WHAT YOU WILL DO - Copy the data below, swapping every occurrence of "single point" for "one point" and keeping everything else the same.

MATERIALS PROVIDED -
-----

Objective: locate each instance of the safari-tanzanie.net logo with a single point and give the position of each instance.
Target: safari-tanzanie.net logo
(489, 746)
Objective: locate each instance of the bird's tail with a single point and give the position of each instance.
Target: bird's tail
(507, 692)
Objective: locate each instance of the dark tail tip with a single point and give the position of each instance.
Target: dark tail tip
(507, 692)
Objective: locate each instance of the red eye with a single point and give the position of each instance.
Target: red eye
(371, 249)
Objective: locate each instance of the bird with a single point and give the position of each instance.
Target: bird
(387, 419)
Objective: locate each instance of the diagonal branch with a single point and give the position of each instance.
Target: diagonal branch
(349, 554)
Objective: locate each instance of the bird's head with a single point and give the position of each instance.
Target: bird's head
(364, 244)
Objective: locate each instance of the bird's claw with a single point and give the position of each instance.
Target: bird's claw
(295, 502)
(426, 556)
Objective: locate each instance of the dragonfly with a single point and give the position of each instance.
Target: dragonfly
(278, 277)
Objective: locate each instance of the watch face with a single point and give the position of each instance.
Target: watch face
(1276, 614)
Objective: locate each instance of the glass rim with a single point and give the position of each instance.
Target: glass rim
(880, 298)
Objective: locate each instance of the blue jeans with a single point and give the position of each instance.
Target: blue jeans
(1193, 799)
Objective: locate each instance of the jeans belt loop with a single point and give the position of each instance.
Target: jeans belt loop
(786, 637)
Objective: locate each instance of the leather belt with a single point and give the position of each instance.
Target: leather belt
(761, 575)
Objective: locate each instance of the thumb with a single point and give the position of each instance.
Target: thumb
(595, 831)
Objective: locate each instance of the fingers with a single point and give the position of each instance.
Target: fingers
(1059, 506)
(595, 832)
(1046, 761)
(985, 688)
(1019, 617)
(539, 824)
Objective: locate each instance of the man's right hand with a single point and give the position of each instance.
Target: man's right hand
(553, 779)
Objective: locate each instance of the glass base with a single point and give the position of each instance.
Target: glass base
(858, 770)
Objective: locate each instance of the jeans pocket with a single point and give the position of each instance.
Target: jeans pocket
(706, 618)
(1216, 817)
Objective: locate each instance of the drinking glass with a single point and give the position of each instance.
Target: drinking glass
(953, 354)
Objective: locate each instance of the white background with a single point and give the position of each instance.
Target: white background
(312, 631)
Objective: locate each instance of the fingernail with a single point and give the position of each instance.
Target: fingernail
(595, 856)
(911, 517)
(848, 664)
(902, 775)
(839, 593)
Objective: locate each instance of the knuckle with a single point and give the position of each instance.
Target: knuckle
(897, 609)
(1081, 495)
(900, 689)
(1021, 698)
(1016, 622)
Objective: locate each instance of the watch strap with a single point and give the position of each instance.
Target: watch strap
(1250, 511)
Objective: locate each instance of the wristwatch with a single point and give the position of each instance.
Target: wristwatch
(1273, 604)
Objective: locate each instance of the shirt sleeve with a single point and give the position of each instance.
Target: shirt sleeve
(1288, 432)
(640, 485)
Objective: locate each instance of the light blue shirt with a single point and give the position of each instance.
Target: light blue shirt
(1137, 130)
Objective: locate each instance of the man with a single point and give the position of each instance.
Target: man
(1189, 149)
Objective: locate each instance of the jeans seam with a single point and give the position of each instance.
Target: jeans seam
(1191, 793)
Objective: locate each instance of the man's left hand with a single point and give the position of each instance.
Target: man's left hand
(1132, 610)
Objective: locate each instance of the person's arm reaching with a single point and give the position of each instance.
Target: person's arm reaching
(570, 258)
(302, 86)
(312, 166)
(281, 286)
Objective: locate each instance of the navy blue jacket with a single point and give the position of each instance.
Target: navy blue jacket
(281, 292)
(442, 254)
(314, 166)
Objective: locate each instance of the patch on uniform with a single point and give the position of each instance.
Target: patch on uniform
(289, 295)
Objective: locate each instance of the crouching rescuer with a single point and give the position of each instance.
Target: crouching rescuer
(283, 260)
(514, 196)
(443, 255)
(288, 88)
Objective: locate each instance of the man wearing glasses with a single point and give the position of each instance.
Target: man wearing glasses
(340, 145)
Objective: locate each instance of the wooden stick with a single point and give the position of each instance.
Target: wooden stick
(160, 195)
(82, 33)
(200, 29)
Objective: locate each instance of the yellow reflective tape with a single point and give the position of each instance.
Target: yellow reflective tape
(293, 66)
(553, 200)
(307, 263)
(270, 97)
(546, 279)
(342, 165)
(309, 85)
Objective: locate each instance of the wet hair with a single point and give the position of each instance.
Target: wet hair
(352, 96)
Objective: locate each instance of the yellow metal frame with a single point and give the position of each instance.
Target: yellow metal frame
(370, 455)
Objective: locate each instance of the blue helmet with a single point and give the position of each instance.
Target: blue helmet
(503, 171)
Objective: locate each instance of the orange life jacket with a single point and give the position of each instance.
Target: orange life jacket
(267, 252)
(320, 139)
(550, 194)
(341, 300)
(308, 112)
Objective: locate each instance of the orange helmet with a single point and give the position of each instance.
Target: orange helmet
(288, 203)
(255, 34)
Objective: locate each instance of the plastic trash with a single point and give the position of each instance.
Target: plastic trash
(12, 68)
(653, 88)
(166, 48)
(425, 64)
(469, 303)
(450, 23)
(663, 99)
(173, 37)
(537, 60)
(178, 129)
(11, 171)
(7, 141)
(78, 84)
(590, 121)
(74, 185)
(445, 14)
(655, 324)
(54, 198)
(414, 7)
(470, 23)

-----

WRITTEN SOLUTION -
Objective: locate each instance of the safari-tanzanie.net logo with a one point and give the position of each instance.
Target: safari-tanzanie.net logo
(489, 746)
Objective: locate each instance of the bird's tail with a one point and give the position of each instance.
Target: bird's tail
(507, 692)
Objective: locate each instance of the dark tail tip with a one point and give the position of each instance.
Target: dark tail tip
(507, 692)
Objective: locate each instance of the red eye with a one point and give the position of each instance.
Target: red eye
(371, 249)
Objective: locate each instance of the bird with a one point and give the position of each instance.
Target: bird
(387, 419)
Objective: locate each instance of the diagonal branch with a one point and give the position of each instance.
Target: diagonal branch
(349, 554)
Objective: locate each instance of the bird's head with a one point and give the position of each instance.
Target: bird's head
(364, 244)
Objective: locate each instance of the bird's claw with a one point and give the position of each instance.
Target: bird's claw
(295, 502)
(426, 556)
Objective: locate each instance of the dragonfly with a one point and give the position of each instance.
Target: dragonfly
(278, 277)
Objective: locate each instance of the watch face with a one point and give the position of each instance.
Target: watch face
(1276, 614)
Objective: locate each instance of the glass rim with a one point and give the position of each instance.
Target: glass rim
(880, 298)
Objective: locate each instance of the blue jeans with a one point and give the position of each instance.
Target: blue jeans
(1193, 799)
Objective: locate each instance of the jeans belt loop with a one point and give the position of each instance.
Target: jeans belt loop
(786, 637)
Objective: locate each instance of the leather belt with a one point and give the position of each instance.
Target: leather belt
(761, 575)
Objective: locate each instance of the thumb with a one point and give the position of each instance.
Target: thumb
(595, 831)
Objective: locate each instance of the fingers with a one point and give the position of each instance.
Target: fingers
(1059, 506)
(595, 832)
(1046, 761)
(985, 688)
(1019, 617)
(539, 824)
Objective: locate each instance of the man's right hand with a one point and give the position of each instance.
Target: man's right hand
(553, 779)
Objective: locate each instance of the glass base with a one point and give the position of each instance.
Target: glass base
(858, 770)
Objective: locate each instance of the jeans pocket with a one point and give the position of each instance.
Target: jeans pocket
(706, 618)
(1216, 817)
Objective: locate each instance of the drinking glass with a one point and give the position of each instance.
Target: drinking glass
(953, 354)
Objective: locate each instance of the white background with a one point and give the position of each instance.
Target: white background
(312, 631)
Objective: locate each instance of the fingernail with a one point and give the position of each instance.
Target: fingernail
(595, 856)
(911, 517)
(848, 664)
(902, 775)
(839, 593)
Objective: locate each instance of the knuckle with a one point and give the position of each instance.
Target: knuckle
(897, 609)
(1081, 495)
(900, 689)
(1021, 698)
(1016, 622)
Objective: locate each instance of the watch strap with a one point and give the position of each instance.
Target: watch strap
(1250, 511)
Objective: locate each instance of the wristwatch with a one point and give the position of each instance.
Target: wristwatch
(1273, 604)
Objective: locate each instance of the shirt sleeve with a one point and give the position of each instance.
Target: shirt sleeve
(1288, 432)
(640, 485)
Objective: locate each instance of the light blue shirt with a one point and give the position of each instance.
Target: light blue shirt
(1137, 130)
Objective: locate each instance of the man with a one point and give the position of each instance.
Target: man
(1189, 149)
Objective: locate each instance of the jeans seam with a one point and give the position of each instance.
Target: jeans seam
(1191, 793)
Objective: locate each instance of the man's left hand with a one point and give the position of each instance.
Target: man's left hand
(1132, 610)
Objective: locate each instance of the person's arm reaching with a one point and give the position of each instance.
Target: person's arm reaching
(570, 258)
(302, 86)
(312, 166)
(281, 286)
Objective: locate each instance of the navy blue jacket with a one point and give the position of each instance.
Target: navy blue jacket
(281, 292)
(442, 254)
(314, 166)
Objective: locate each instance of the patch on uniform with a one point and give the position of each instance.
Target: patch on uniform
(289, 295)
Objective: locate each instance of the crouching rescuer with a one point and give the position of each instance.
Target: crouching rescuer
(283, 260)
(514, 196)
(443, 255)
(288, 88)
Objective: locate each instance of the man wearing glasses with a one point and give the position of each instance.
Target: man wearing glasses
(340, 145)
Objective: locate each instance of the wooden stick with a one point and give the position of each instance.
Target: wooden stick
(160, 195)
(82, 33)
(200, 29)
Objective: locate each instance of the yellow reflective tape with a one point and give the position of each instance.
Target: yellow reflective tape
(293, 66)
(553, 200)
(307, 263)
(270, 97)
(546, 279)
(342, 165)
(309, 85)
Objective: locate each instance of the wet hair with a one point and give the position of each instance.
Target: wet hair
(352, 96)
Objective: locate each instance of the yellow metal frame with a one point and give the position of each instance.
Target: yellow metal frame
(370, 455)
Objective: locate each instance of the blue helmet with a one point and give the position of each instance.
Target: blue helmet
(503, 171)
Objective: locate each instance of the orange life jacket with a one point and give the position of each instance.
Target: orange life jacket
(267, 252)
(320, 139)
(550, 194)
(341, 300)
(308, 112)
Objective: locate each instance of the orange helmet with a one point and give the position of each instance.
Target: orange helmet
(288, 203)
(255, 34)
Objective: locate each instance of the plastic trash with a one point and give the position of each instance.
Target: plastic trash
(12, 68)
(653, 88)
(166, 48)
(425, 64)
(469, 303)
(450, 23)
(663, 99)
(173, 37)
(537, 60)
(178, 129)
(11, 171)
(7, 141)
(78, 84)
(590, 121)
(74, 185)
(445, 14)
(655, 324)
(54, 198)
(414, 7)
(470, 23)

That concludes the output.